■ Texte du document ■
- - -
Lors de ma rencontre avec le ministre jeudi dernier, j’ai tenu à rappeler que la reconnaissance du rôle de tous est le postulat de base de toute réussite collective au service des patients. J’en veux pour preuve les graves événements survenus aux urgences psychiatriques du CHU de Toulouse : une polémique sans objet sur le rôle du privé en a découlé, alors même qu’une clinique soumettait depuis cinq ans son projet de conversion de lits pour faire des soins sans consentement ! Elle vient d’obtenir gain de cause, mais il est regrettable que la considération la plus élémentaire envers les demandes du secteur privé ne soit accordée que lorsque la situation devient ingérable…
La politique « à la petite semaine » est clairement la plus mauvaise en matière de santé, qui appelle de l’anticipation, de la confiance construite sur du temps long, de la visibilité. Ce que je viens de dire pour l’offre de soins, pour la reconnaissance pérenne de tous qui évite de chercher un bouc-émissaire quand les difficultés surviennent, est tout à fait applicable aux arbitrages financiers.
Tout le monde sait combien la situation économique est tendue pour les établissements de santé. D’année en année, les déficits de financement se sont cumulés, et nous avons même dépassé, le niveau d’alerte puisque le secteur privé, comme les autres secteurs, est à présent largement déficitaire. Une fois de plus, l’Ondam 2024 est insincère dans sa construction, et ne fera que produire une accentuation des difficultés. Les mêmes causes produisent les mêmes effets, ou plutôt, des effets de plus en plus délétères.
- - -
■ Entrées extraites ■
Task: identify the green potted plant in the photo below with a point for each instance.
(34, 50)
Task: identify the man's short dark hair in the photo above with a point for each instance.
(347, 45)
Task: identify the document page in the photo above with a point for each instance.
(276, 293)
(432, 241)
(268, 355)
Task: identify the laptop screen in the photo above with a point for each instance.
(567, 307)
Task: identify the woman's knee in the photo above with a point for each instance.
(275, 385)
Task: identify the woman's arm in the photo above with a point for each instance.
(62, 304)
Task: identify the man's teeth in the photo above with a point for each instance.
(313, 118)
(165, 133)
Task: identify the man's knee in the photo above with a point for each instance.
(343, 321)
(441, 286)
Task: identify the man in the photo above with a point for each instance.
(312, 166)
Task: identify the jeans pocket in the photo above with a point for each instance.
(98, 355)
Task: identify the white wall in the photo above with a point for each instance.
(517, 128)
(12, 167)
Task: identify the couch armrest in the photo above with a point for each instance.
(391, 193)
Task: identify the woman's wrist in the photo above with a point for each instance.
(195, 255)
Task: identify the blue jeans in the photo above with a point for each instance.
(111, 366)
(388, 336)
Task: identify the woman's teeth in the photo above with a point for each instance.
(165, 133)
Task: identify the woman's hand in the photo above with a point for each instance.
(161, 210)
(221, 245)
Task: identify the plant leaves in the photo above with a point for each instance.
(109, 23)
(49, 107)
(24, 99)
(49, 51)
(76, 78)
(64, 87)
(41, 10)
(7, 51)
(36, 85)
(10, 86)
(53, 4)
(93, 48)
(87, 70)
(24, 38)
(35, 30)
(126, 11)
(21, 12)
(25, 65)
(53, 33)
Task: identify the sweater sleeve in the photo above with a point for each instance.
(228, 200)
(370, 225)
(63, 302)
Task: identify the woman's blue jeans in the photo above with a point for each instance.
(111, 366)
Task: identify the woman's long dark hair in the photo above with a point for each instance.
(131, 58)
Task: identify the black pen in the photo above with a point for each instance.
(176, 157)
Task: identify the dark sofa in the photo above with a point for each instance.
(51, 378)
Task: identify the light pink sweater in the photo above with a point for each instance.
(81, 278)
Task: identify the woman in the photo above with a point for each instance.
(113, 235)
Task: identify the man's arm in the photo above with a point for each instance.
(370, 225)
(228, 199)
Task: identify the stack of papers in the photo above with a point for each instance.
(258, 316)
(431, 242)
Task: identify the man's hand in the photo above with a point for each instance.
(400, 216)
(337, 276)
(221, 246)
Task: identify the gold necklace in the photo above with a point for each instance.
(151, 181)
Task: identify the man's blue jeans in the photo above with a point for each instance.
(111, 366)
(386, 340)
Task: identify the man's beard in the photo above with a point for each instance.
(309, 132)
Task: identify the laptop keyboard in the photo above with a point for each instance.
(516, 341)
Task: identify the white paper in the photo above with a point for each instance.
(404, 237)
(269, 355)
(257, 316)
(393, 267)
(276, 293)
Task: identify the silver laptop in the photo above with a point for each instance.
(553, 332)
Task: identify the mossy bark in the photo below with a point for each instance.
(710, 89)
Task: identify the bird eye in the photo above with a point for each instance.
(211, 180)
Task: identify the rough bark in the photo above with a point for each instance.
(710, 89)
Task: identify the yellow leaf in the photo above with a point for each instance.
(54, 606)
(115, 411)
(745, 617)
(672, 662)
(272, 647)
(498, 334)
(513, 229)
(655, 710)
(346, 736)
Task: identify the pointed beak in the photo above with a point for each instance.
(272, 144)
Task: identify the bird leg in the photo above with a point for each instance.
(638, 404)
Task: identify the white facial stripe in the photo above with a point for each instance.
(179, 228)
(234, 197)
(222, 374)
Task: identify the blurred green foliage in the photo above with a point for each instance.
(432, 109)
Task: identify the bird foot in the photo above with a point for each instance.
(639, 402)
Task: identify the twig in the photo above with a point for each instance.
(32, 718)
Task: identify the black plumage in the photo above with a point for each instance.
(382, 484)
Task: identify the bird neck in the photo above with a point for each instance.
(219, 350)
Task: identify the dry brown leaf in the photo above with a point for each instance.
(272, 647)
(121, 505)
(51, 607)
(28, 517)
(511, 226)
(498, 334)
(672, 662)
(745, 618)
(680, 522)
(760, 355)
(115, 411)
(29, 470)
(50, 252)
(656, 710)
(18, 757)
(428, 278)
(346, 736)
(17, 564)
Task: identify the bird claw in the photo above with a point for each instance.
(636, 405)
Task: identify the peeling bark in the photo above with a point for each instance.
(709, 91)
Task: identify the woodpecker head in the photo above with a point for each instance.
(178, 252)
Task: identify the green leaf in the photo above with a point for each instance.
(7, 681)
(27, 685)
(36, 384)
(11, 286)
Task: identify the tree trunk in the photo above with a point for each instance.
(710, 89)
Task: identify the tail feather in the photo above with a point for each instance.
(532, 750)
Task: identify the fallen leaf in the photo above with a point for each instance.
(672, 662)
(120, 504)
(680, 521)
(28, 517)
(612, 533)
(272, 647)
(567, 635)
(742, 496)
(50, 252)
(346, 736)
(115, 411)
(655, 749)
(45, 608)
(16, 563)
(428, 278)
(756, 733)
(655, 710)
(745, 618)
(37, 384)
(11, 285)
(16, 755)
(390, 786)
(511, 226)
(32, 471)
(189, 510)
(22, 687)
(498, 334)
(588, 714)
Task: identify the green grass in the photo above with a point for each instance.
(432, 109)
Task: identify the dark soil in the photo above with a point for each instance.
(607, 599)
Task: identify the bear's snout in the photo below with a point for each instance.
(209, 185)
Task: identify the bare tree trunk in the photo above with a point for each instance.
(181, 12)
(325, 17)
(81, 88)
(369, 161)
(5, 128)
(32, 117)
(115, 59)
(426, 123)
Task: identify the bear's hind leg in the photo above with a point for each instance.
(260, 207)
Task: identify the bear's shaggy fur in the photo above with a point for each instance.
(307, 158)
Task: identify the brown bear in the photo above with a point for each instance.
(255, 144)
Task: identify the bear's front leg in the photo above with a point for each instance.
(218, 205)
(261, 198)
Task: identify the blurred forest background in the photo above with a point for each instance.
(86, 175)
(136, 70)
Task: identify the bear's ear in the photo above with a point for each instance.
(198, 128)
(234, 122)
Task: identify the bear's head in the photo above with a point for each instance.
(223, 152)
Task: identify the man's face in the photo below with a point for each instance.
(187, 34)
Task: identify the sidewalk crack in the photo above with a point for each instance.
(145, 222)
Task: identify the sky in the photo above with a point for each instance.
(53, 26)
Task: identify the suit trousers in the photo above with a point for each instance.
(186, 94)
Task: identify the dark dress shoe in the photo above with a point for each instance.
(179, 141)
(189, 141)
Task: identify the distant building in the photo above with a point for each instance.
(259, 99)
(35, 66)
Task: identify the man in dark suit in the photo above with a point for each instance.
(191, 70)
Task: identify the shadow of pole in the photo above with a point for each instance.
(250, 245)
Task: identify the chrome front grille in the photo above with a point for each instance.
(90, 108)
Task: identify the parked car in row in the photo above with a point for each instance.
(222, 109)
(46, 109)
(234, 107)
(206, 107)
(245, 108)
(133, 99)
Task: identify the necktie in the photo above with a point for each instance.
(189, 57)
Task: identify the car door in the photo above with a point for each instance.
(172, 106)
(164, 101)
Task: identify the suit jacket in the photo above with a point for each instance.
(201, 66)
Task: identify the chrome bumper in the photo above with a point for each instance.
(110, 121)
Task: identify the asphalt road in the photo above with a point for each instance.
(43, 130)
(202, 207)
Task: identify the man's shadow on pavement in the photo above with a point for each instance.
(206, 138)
- - -
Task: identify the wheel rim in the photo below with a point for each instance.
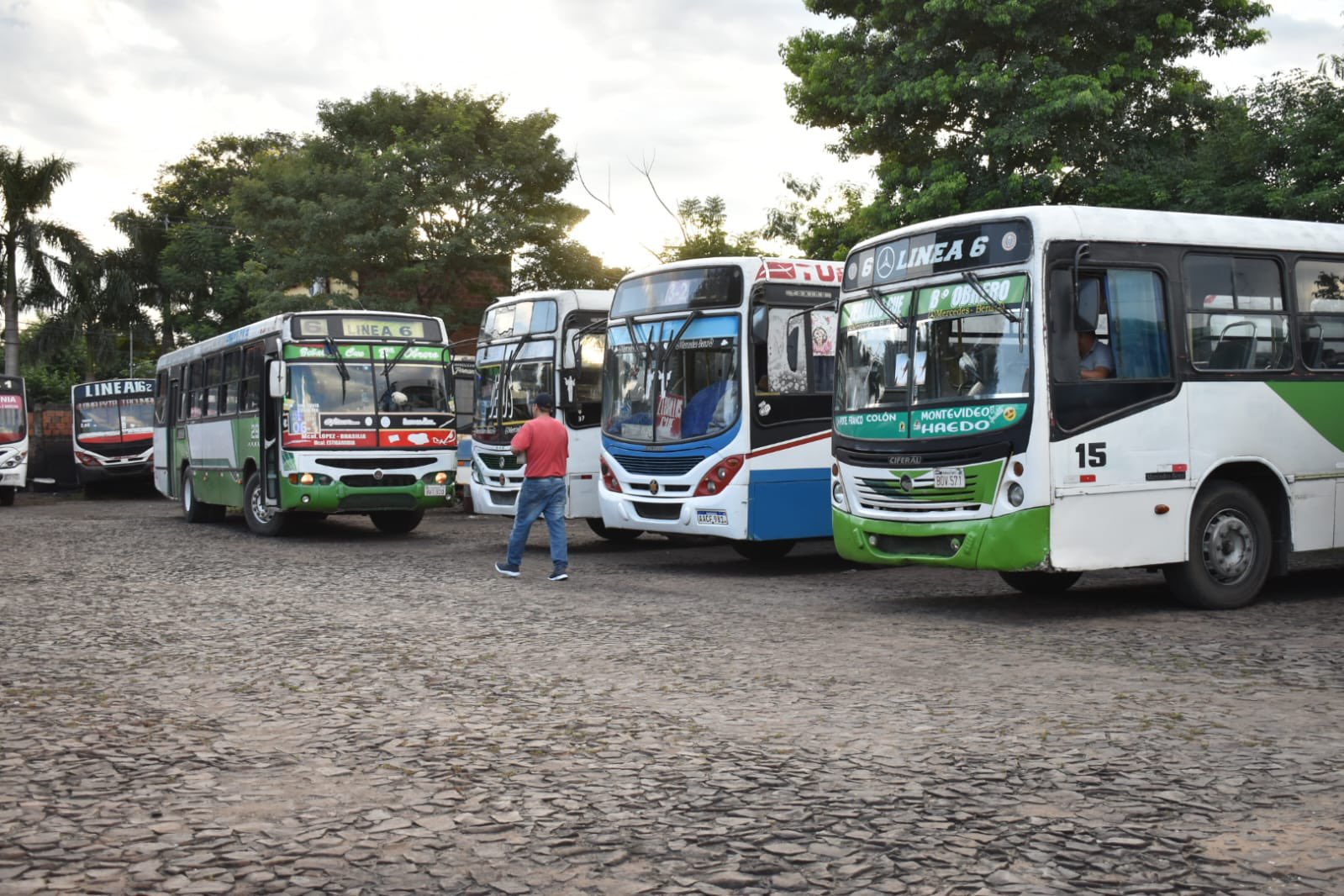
- - -
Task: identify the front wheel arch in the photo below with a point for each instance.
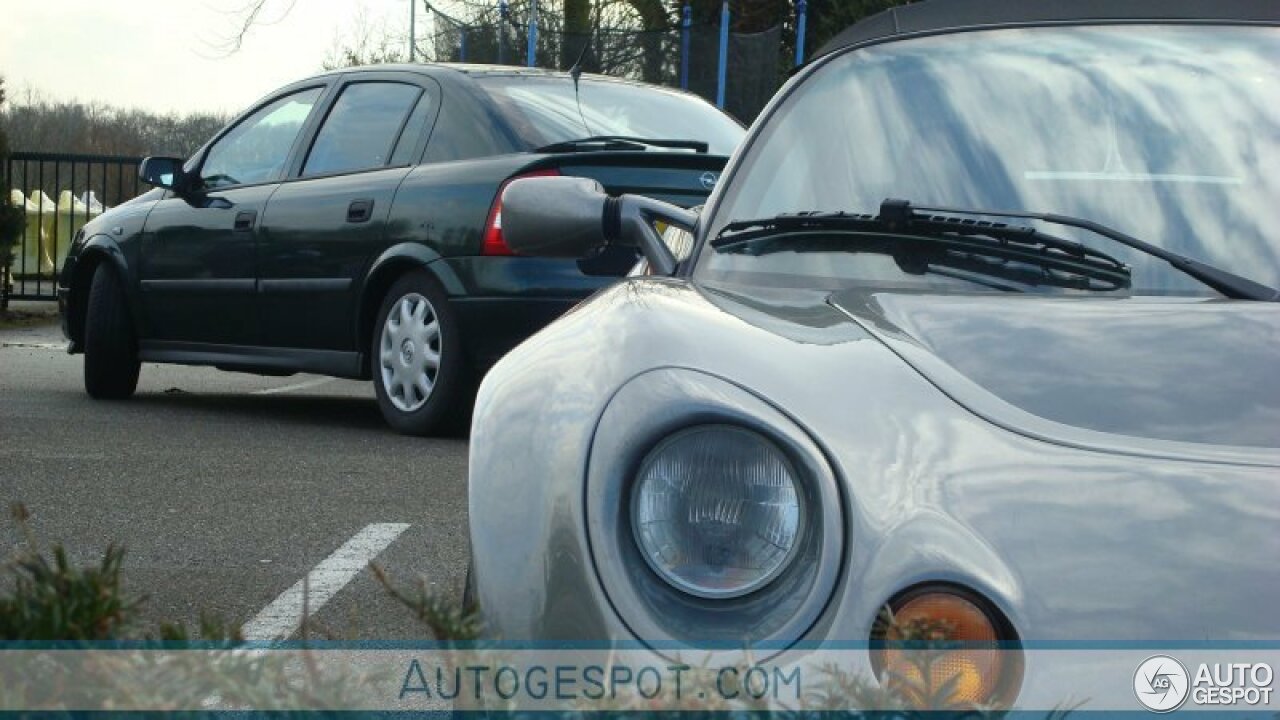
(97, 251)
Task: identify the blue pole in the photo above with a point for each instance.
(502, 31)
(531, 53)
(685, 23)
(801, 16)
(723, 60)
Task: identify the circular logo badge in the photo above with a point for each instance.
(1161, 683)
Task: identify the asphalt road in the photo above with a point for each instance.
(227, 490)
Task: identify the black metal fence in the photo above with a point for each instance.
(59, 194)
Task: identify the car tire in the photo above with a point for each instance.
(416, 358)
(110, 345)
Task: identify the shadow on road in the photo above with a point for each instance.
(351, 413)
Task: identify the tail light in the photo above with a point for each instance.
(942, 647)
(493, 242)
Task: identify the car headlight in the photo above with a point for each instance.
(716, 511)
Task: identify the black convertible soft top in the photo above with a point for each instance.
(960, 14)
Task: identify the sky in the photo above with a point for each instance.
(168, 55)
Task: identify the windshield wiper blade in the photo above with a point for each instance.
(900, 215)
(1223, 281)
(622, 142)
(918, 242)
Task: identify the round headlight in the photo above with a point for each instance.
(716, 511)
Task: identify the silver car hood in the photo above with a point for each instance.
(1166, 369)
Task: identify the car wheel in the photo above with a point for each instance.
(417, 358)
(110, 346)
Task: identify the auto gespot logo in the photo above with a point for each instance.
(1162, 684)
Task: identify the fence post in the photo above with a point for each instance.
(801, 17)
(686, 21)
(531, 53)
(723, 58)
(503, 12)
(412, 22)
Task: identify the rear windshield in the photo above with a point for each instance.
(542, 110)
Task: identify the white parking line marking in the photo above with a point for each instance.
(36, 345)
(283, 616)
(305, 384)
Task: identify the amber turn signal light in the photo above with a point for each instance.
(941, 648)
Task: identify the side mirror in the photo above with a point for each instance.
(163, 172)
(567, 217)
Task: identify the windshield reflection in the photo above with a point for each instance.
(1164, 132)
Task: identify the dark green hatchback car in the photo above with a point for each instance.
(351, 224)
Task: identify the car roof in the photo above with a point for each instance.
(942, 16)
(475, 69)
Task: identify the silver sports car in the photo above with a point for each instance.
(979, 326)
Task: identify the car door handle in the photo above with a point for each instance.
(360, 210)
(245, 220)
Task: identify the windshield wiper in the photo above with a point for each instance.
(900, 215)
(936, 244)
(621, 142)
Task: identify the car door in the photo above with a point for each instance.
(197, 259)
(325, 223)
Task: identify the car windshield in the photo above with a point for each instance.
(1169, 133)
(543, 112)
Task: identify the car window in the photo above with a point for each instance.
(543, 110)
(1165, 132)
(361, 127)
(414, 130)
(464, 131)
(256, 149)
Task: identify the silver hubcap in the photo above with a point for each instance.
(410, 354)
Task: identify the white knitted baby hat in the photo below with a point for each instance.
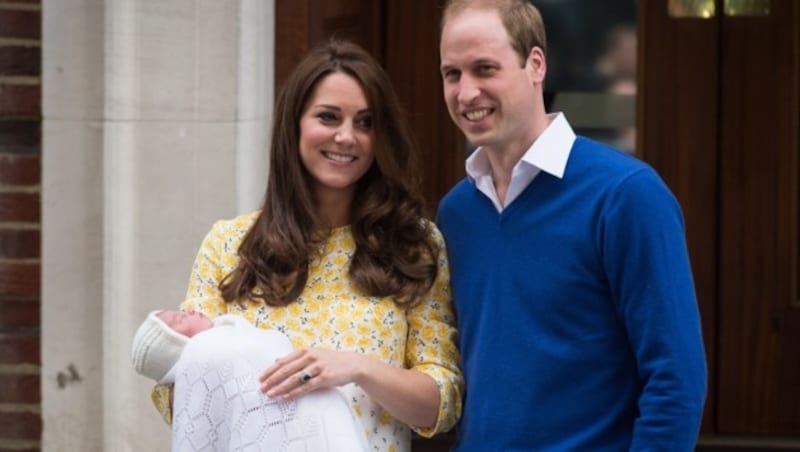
- - -
■ Tâches à réaliser ■
A) D'après le texte sur les établissements de santé, qu'est-ce que la santé appelle, par opposition à la politique « à la petite semaine » ?
B) Poursuivez le texte sur les établissements de santé après sa dernière phrase.

■ Réponses aux tâches ■
A)
- de l'anticipation
- de la confiance construite sur du temps long
- de la visibilité

B)
Aujourd’hui, faute d’anticipation et de trajectoire – la stratégie nationale de santé 2023-2033 n’a toujours pas été publiée ! – les financements ne sont pas utilisés comme leviers de transformation de l’offre de soin et d’amélioration de la santé des populations, mais comme des colmatages, toujours moins efficaces, afin d’éviter la panne totale du système.
Dans un tel contexte, disons d’abord que la campagne tarifaire 2024 va être déterminante pour maintenir la viabilité de l’offre de soin : dans un communiqué de presse en date du 1er mars, la Fédération hospitalière publique nous rejoint sur la demande d’une augmentation de 10 points de tarif. Au-delà, nos approches convergent également sur la nécessité d’en finir avec les rustines et sur le défaut de visibilité sur les ressources, avec notre plaidoyer commun pour une loi de programmation en santé.
Les financements ne peuvent se résumer à un plan annuel d’économies : ils doivent s’inscrire dans la durée au regard des objectifs à atteindre à cinq ans. Les acteurs de santé, là aussi, ont des propositions très concrètes à faire : écoutons-les avant de tailler arbitrairement dans les dépenses de santé, sans vision ni ambition.